## Start
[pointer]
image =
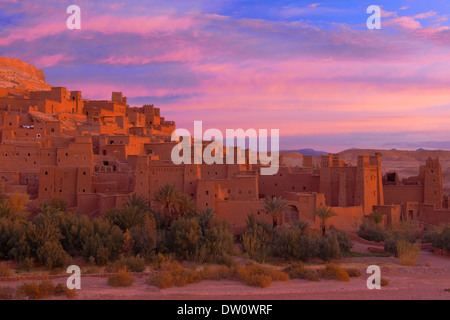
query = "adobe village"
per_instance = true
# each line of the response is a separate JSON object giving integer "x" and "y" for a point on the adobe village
{"x": 92, "y": 183}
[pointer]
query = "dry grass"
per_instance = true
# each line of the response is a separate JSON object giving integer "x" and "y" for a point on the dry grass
{"x": 122, "y": 279}
{"x": 332, "y": 271}
{"x": 298, "y": 271}
{"x": 62, "y": 290}
{"x": 5, "y": 271}
{"x": 408, "y": 253}
{"x": 35, "y": 291}
{"x": 252, "y": 275}
{"x": 353, "y": 273}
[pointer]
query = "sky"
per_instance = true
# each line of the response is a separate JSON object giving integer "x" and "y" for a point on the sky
{"x": 311, "y": 69}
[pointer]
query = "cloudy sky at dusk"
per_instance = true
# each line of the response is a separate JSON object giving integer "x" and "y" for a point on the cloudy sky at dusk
{"x": 311, "y": 69}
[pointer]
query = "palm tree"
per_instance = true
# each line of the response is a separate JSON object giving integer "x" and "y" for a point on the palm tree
{"x": 324, "y": 213}
{"x": 132, "y": 213}
{"x": 275, "y": 206}
{"x": 167, "y": 199}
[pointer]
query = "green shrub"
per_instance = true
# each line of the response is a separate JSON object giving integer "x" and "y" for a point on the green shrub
{"x": 35, "y": 291}
{"x": 62, "y": 290}
{"x": 439, "y": 236}
{"x": 217, "y": 241}
{"x": 145, "y": 238}
{"x": 256, "y": 239}
{"x": 353, "y": 273}
{"x": 345, "y": 244}
{"x": 408, "y": 253}
{"x": 135, "y": 264}
{"x": 329, "y": 248}
{"x": 174, "y": 275}
{"x": 286, "y": 243}
{"x": 5, "y": 271}
{"x": 184, "y": 236}
{"x": 372, "y": 232}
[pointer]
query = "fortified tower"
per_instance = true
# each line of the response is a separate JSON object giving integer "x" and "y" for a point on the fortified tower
{"x": 433, "y": 191}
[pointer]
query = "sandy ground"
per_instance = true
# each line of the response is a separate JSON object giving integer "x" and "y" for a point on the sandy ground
{"x": 426, "y": 280}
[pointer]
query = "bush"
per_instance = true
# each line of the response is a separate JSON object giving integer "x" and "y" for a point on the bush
{"x": 145, "y": 238}
{"x": 286, "y": 243}
{"x": 174, "y": 275}
{"x": 162, "y": 280}
{"x": 256, "y": 239}
{"x": 36, "y": 291}
{"x": 298, "y": 271}
{"x": 353, "y": 273}
{"x": 252, "y": 275}
{"x": 184, "y": 236}
{"x": 332, "y": 271}
{"x": 135, "y": 264}
{"x": 345, "y": 244}
{"x": 5, "y": 271}
{"x": 439, "y": 236}
{"x": 217, "y": 241}
{"x": 258, "y": 280}
{"x": 329, "y": 248}
{"x": 122, "y": 279}
{"x": 372, "y": 232}
{"x": 408, "y": 253}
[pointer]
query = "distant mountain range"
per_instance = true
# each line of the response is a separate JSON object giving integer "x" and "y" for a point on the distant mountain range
{"x": 308, "y": 152}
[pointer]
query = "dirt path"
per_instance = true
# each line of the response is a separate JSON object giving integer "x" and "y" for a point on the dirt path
{"x": 426, "y": 280}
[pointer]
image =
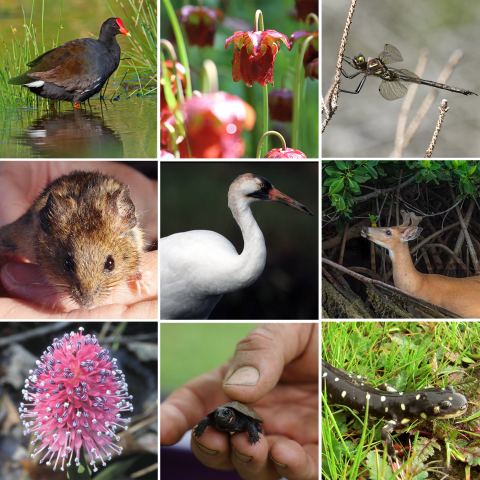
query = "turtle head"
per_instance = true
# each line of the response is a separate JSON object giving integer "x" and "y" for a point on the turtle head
{"x": 224, "y": 416}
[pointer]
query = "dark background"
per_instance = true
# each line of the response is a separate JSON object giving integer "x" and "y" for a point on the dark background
{"x": 194, "y": 197}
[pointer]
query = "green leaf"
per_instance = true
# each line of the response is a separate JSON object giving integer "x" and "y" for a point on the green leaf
{"x": 361, "y": 178}
{"x": 354, "y": 186}
{"x": 333, "y": 172}
{"x": 329, "y": 181}
{"x": 341, "y": 164}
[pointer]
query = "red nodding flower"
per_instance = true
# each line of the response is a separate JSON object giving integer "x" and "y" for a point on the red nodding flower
{"x": 200, "y": 23}
{"x": 77, "y": 395}
{"x": 254, "y": 54}
{"x": 287, "y": 153}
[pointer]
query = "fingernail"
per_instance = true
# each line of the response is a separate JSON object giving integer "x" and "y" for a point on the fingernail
{"x": 205, "y": 449}
{"x": 278, "y": 463}
{"x": 23, "y": 273}
{"x": 242, "y": 458}
{"x": 244, "y": 376}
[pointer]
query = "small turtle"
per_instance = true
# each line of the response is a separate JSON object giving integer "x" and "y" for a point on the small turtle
{"x": 232, "y": 417}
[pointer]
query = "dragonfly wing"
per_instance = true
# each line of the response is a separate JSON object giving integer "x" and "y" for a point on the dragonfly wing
{"x": 390, "y": 54}
{"x": 392, "y": 90}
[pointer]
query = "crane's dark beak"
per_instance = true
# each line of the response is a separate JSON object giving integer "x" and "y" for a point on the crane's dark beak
{"x": 276, "y": 196}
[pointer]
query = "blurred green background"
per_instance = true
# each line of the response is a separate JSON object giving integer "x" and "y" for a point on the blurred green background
{"x": 194, "y": 197}
{"x": 278, "y": 15}
{"x": 365, "y": 124}
{"x": 188, "y": 350}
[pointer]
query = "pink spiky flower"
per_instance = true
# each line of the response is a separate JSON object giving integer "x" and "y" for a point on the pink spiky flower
{"x": 78, "y": 394}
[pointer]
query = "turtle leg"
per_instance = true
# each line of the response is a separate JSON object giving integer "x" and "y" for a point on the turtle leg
{"x": 202, "y": 425}
{"x": 252, "y": 430}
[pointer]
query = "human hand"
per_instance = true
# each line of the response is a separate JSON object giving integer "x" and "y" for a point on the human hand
{"x": 276, "y": 366}
{"x": 33, "y": 297}
{"x": 20, "y": 184}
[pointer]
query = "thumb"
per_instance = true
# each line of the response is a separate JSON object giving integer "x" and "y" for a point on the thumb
{"x": 260, "y": 358}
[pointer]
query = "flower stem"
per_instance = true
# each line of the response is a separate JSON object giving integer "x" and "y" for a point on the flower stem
{"x": 182, "y": 51}
{"x": 259, "y": 27}
{"x": 82, "y": 472}
{"x": 209, "y": 77}
{"x": 173, "y": 56}
{"x": 265, "y": 136}
{"x": 313, "y": 17}
{"x": 265, "y": 115}
{"x": 297, "y": 93}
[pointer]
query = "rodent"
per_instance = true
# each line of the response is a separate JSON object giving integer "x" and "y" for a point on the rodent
{"x": 83, "y": 232}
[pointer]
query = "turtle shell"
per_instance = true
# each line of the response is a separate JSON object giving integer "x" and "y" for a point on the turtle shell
{"x": 247, "y": 411}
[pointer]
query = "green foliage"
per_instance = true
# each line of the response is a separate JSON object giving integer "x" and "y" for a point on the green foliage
{"x": 342, "y": 179}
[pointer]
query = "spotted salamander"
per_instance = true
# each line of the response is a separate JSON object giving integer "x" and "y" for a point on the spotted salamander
{"x": 396, "y": 408}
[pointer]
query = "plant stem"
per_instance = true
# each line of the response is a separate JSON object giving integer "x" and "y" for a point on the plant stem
{"x": 297, "y": 92}
{"x": 259, "y": 27}
{"x": 173, "y": 56}
{"x": 265, "y": 136}
{"x": 182, "y": 51}
{"x": 209, "y": 77}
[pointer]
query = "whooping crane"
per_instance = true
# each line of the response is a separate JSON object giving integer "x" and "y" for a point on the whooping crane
{"x": 198, "y": 267}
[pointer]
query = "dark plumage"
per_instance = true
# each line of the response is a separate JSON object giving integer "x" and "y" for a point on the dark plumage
{"x": 77, "y": 69}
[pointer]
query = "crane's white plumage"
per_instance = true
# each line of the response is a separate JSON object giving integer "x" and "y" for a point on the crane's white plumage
{"x": 198, "y": 267}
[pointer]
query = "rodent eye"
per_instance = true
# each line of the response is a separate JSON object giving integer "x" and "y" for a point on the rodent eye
{"x": 69, "y": 263}
{"x": 109, "y": 264}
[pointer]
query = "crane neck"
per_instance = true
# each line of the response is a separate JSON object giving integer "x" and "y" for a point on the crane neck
{"x": 251, "y": 261}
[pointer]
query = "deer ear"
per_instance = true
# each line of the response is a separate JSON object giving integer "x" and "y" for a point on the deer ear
{"x": 411, "y": 233}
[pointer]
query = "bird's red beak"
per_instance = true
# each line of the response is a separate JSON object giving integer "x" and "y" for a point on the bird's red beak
{"x": 276, "y": 196}
{"x": 122, "y": 28}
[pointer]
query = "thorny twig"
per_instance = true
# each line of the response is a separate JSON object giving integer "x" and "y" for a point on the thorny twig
{"x": 443, "y": 110}
{"x": 429, "y": 99}
{"x": 330, "y": 104}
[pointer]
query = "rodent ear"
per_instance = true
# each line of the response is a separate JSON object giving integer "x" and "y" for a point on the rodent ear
{"x": 52, "y": 211}
{"x": 123, "y": 210}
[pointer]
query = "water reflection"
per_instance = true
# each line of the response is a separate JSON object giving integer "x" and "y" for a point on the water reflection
{"x": 71, "y": 134}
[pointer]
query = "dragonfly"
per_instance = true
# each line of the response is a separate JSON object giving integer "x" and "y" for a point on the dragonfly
{"x": 395, "y": 82}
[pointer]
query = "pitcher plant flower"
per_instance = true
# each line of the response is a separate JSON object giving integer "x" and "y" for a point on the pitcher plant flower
{"x": 200, "y": 23}
{"x": 280, "y": 104}
{"x": 254, "y": 54}
{"x": 78, "y": 394}
{"x": 214, "y": 124}
{"x": 285, "y": 153}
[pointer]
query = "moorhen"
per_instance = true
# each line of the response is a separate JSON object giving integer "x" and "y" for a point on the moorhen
{"x": 77, "y": 69}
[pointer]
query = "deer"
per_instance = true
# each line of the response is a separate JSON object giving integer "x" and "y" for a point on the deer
{"x": 458, "y": 295}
## End
WHAT YOU NEED TO DO: Report every line in the records above that contains the word "crane".

COMPLETE ANSWER:
query = "crane's dark beak"
# each line of the response is a separate JSON object giving integer "x" and "y" for a point on the crane's dark beak
query = "whooping crane"
# each line of the response is a separate JSON object giving integer "x" and "y" for a point on the whooping crane
query = "crane's white plumage"
# each line of the response is a separate JSON object giving integer "x" and "y" for a point on the crane's white plumage
query = "crane neck"
# each line of the response is a separate JSON object giving integer "x" and "y" for a point on the crane neck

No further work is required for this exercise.